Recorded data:

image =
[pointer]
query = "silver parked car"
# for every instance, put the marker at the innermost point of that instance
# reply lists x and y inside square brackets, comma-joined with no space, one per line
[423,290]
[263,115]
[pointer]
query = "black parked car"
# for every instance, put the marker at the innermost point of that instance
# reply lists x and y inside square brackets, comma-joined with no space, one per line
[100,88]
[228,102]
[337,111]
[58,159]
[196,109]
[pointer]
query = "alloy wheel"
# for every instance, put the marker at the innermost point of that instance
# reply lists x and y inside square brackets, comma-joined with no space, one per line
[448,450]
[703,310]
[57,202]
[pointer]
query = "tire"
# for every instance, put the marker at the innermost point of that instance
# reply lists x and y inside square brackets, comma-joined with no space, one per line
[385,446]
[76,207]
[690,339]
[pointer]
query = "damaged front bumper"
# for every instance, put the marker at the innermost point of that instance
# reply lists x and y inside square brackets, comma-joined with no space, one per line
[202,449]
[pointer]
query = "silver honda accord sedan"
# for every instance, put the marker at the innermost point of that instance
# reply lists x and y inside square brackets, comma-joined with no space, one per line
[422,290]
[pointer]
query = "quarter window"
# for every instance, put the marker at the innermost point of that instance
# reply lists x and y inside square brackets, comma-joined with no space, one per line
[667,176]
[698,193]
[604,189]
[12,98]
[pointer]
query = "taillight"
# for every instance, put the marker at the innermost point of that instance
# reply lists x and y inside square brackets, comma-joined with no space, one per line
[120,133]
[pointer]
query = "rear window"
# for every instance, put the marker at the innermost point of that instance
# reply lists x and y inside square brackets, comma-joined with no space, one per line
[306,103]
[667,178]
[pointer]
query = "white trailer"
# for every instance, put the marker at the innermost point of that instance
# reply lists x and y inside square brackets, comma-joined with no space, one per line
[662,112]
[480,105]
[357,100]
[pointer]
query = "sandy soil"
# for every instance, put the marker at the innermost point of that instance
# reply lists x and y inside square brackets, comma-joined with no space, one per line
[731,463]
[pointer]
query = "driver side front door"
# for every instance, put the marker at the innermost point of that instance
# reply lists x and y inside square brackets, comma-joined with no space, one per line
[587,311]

■ **Assignment**
The data must be duplicated exactly, with nothing left out.

■ **Solved problem**
image =
[pointer]
query = "silver parked car"
# for every instance, put the marker at the innermost point of that instance
# reply lists x and y inside square brackets, comma-joined with no space, one per line
[423,290]
[263,115]
[pointer]
query = "black parked car"
# for every instance, put the marker at the innermost point of that instance
# reply lists x and y inside square brackets, comma-joined with no space, one per line
[100,88]
[228,102]
[337,111]
[58,159]
[196,109]
[pointer]
query = "alloy wheel"
# for every instance, put the marker at the innermost point of that instance
# reply lists x and y inside square brackets, comma-joined with no space, one per line
[448,450]
[703,310]
[57,202]
[pointer]
query = "tire"
# for every instance, put the marker at the innermost point of that instance
# reply lists x and y inside square brackets, comma-joined with no space, one per line
[385,446]
[76,207]
[690,339]
[pointer]
query = "damaged front bumper"
# for every instance, put the marker at the innermost point of that instance
# reply lists x and y inside square brackets, comma-joined with no space, one per line
[202,449]
[pointer]
query = "silver honda accord sedan"
# for every instance, put the marker at the innermost point of that instance
# reply lists x and y inside square brackets, comma-joined with no space, one per line
[422,290]
[pointer]
query = "quarter window"
# for every instance, put the marker at the innermost point of that instance
# reply lists x and y inside square brackets, comma-joined with no space, one per line
[667,176]
[698,193]
[604,189]
[12,98]
[pointer]
query = "taillight"
# for every instance, put the marker at the innermost point of that instance
# reply lists x and y inside square brackets, comma-joined with no space, one per line
[120,133]
[pointer]
query = "rear window"
# for every instance, put the marker at the innermost point of that instance
# reply lists x and y inside square brackets, comma-joined with no space, one per line
[306,103]
[667,178]
[pointer]
query = "white trailer"
# for every instance, put the marker at the innermost point of that instance
# reply lists x and y inside square brackets, comma-joined with no space, one per line
[662,112]
[480,105]
[357,100]
[pointer]
query = "sandy soil"
# for every instance, put the marker at the innermost point of that instance
# reply lists x and y inside square brackets, comma-joined with no space, one per line
[731,463]
[pointer]
query = "driver side front door"
# for every instance, put the marker at the innermost point of that instance
# reply lists x and y inside square brackets, comma-joined with no space, one per line
[587,311]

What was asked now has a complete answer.